Goal — Which lines of the material below contain the word "blurred"? Show each of them in full, treating uppercase and lowercase as different.

Exercise input —

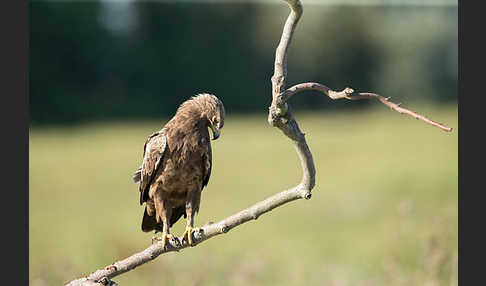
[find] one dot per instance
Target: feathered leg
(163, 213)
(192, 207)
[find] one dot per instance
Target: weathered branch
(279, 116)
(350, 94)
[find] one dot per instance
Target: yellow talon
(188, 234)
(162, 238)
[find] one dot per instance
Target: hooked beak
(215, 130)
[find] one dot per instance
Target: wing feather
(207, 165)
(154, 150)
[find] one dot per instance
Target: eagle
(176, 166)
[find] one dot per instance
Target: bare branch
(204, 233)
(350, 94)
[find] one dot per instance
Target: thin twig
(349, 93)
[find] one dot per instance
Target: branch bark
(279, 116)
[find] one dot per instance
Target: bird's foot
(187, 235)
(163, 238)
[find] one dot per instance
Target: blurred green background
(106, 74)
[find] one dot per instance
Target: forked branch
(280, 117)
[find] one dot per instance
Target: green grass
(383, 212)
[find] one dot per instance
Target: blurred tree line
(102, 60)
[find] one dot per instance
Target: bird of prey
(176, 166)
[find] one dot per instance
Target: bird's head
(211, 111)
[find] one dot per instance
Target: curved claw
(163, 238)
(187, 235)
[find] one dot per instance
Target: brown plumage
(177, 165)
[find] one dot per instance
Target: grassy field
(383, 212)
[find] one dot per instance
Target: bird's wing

* * *

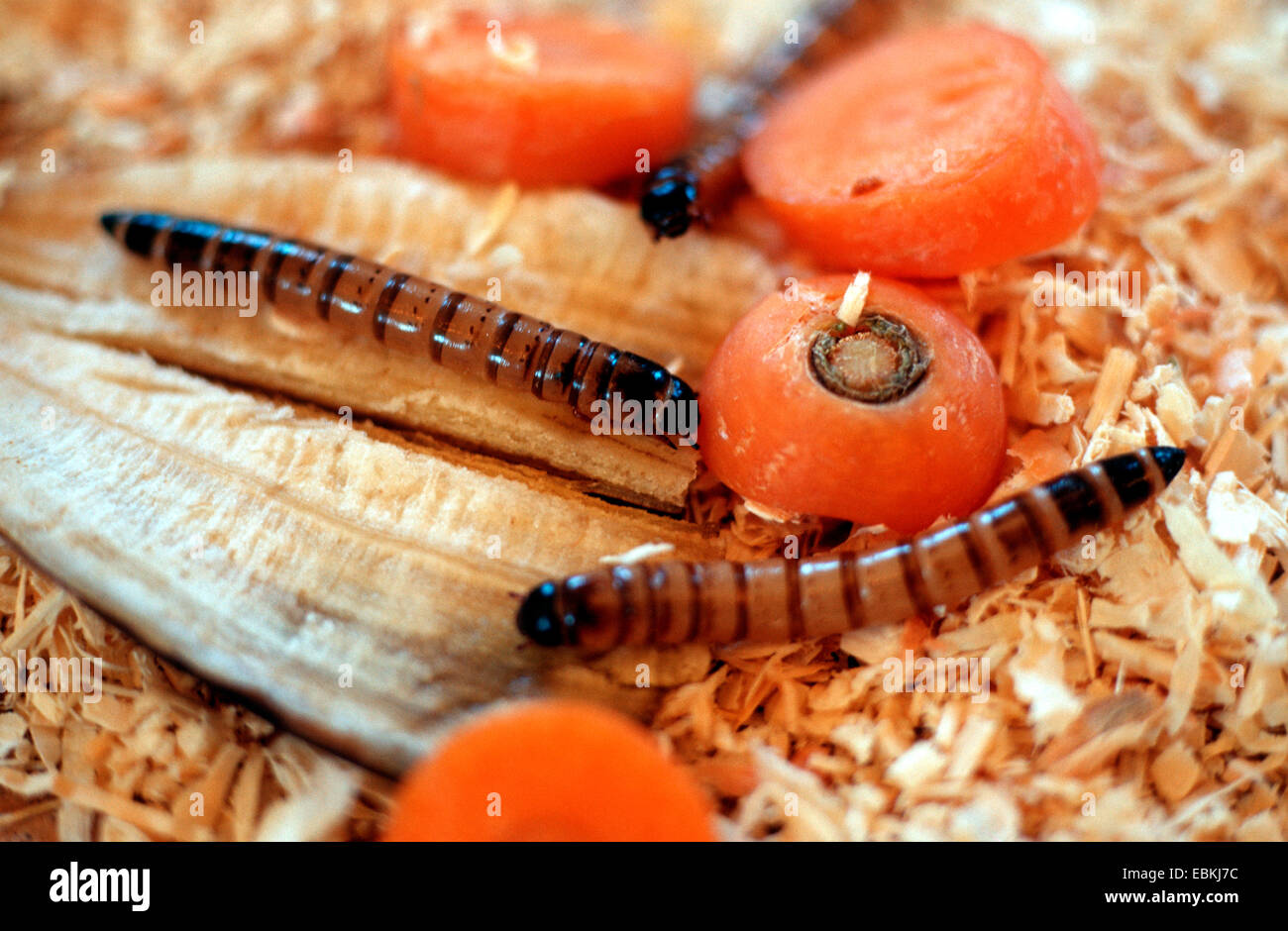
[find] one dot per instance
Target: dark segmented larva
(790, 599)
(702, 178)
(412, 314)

--

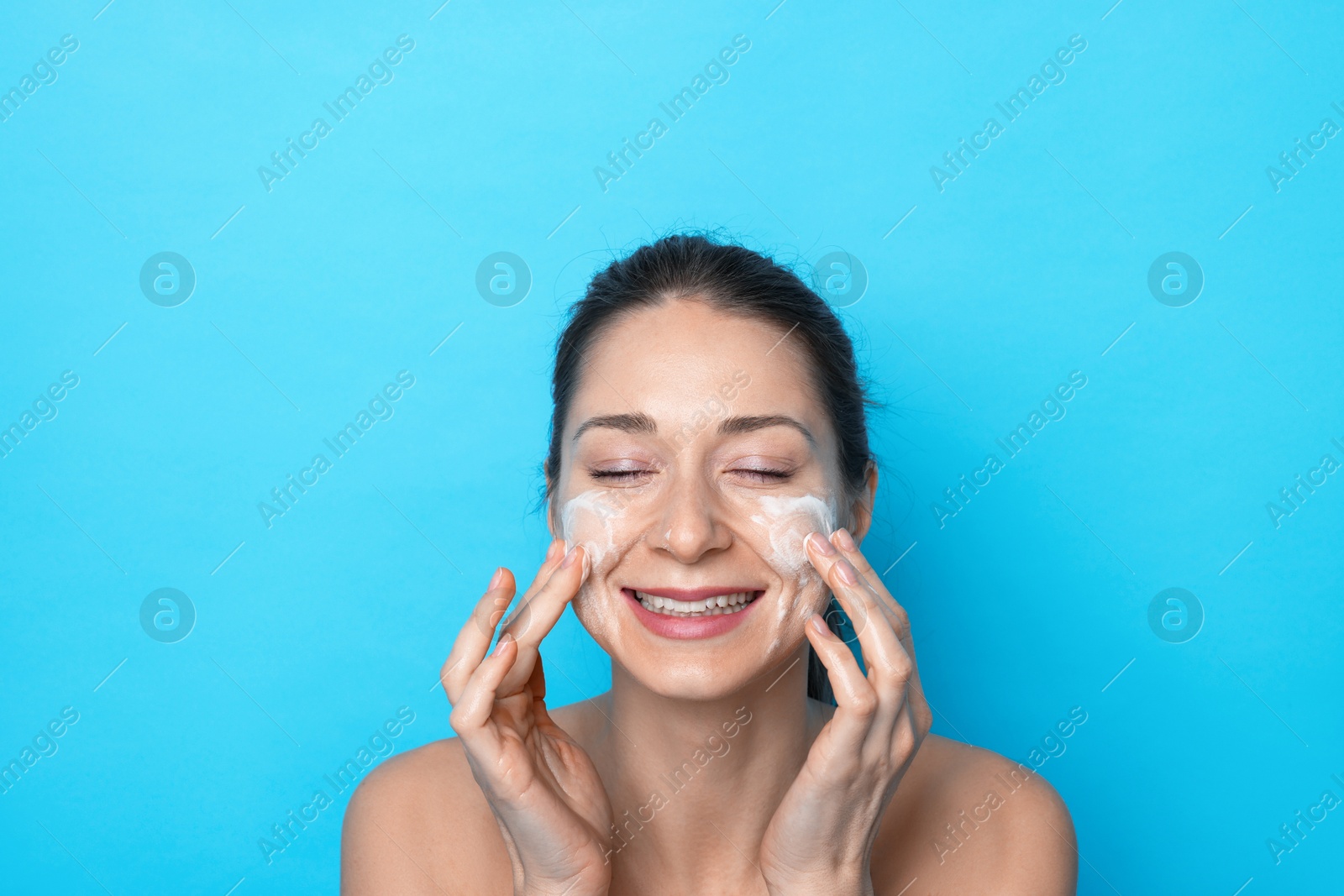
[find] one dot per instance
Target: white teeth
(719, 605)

Solved exercise —
Target: blurred green background
Target: blurred tree line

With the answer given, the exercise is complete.